> **Exercise prompt**
Reproduce, word for word, the part of the compute usage examples below that runs from "This example demonstrates how Foundry Compute" to "with four executors.".

> **Excerpt**

☆ ☆ ☆

Usage example 3: Dynamic executor counts

This example demonstrates how Foundry Compute is measured for a dynamically-allocated job, where some job execution time is performed with two executors, and the rest of the job time is performed with four executors.

Driver Profile:
    vCPUs: 2
    GiB_RAM: 6
Executor profile:
    vCPUs: 1
    GiB_RAM: 6
    Count: 
        min: 2
        max: 4
Total Job Wall-Clock Runtime: 
    120 seconds:
        2 executors: 60 seconds
        4 executors: 60 seconds



Calculation:
driver_compute_seconds = max(num_vcpu, GiB_RAM/7.5) * num_seconds
                       = max(2vcpu, 6gib/7.5gib) * 120sec
                       = 240 compute-seconds

# Calculate compute seconds for job time with 2 executors
2_executor_compute_seconds = num_executors * max(num_vcpu, GiB_RAM/7.5) * num_seconds 
                           = 2 * max(1, 6/7.5) * 60sec 
                           = 120 compute-seconds 

# Calculate compute seconds for job time with 4 executors
4_executor_compute_seconds = num_executors * max(num_vcpu, GiB_RAM/7.5) * num_seconds 
                           = 4 * max(1, 6/7.5) * 60sec 
                           = 240 compute-seconds
                         

total_compute_seconds = driver_compute_seconds + 2_executor_compute_seconds + 4_executor_compute_seconds
                      = 240 + 120 + 240 = 600 compute-seconds

Usage example 4: GPU compute

This example demonstrates how Foundry GPU Compute is measured for a statically-allocated job.

Driver profile:
    T4 GPU: 1
Executor profile:
    T4 GPU: 1
    Count: 4
Total Job Wall-Clock Runtime: 
    120 seconds


Calculation:
driver_compute_seconds = num_gpu * gpu_usage_rate * num_seconds
                       = 1gpu * 1.2 * 120sec
                       = 144 compute-seconds

executor_compute_seconds = num_executors * num_gpu * gpu_usage_rate * num_seconds 
                         = 4 * 1 * 1.2 * 120sec 
                         = 576 compute-seconds

total_compute_seconds = 144 + 576 = 720 compute-seconds

☆ ☆ ☆

> **Provided data**

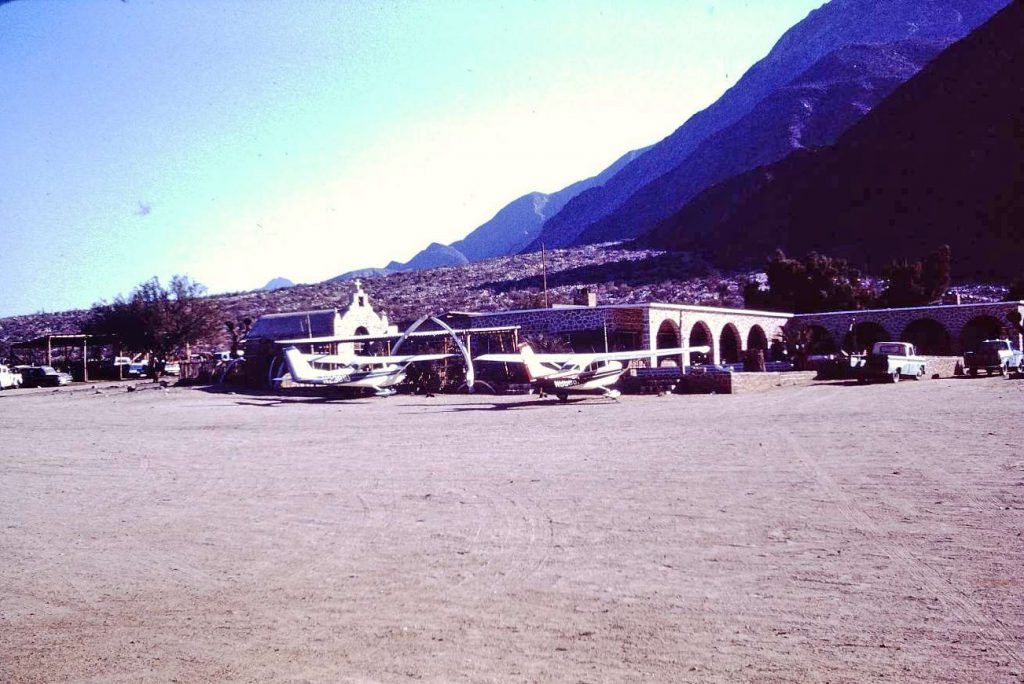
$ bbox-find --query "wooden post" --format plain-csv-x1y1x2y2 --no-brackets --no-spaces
541,243,550,308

☆ ☆ ☆

> **Right answer**
This example demonstrates how Foundry Compute is measured for a dynamically-allocated job, where some job execution time is performed with two executors, and the rest of the job time is performed with four executors.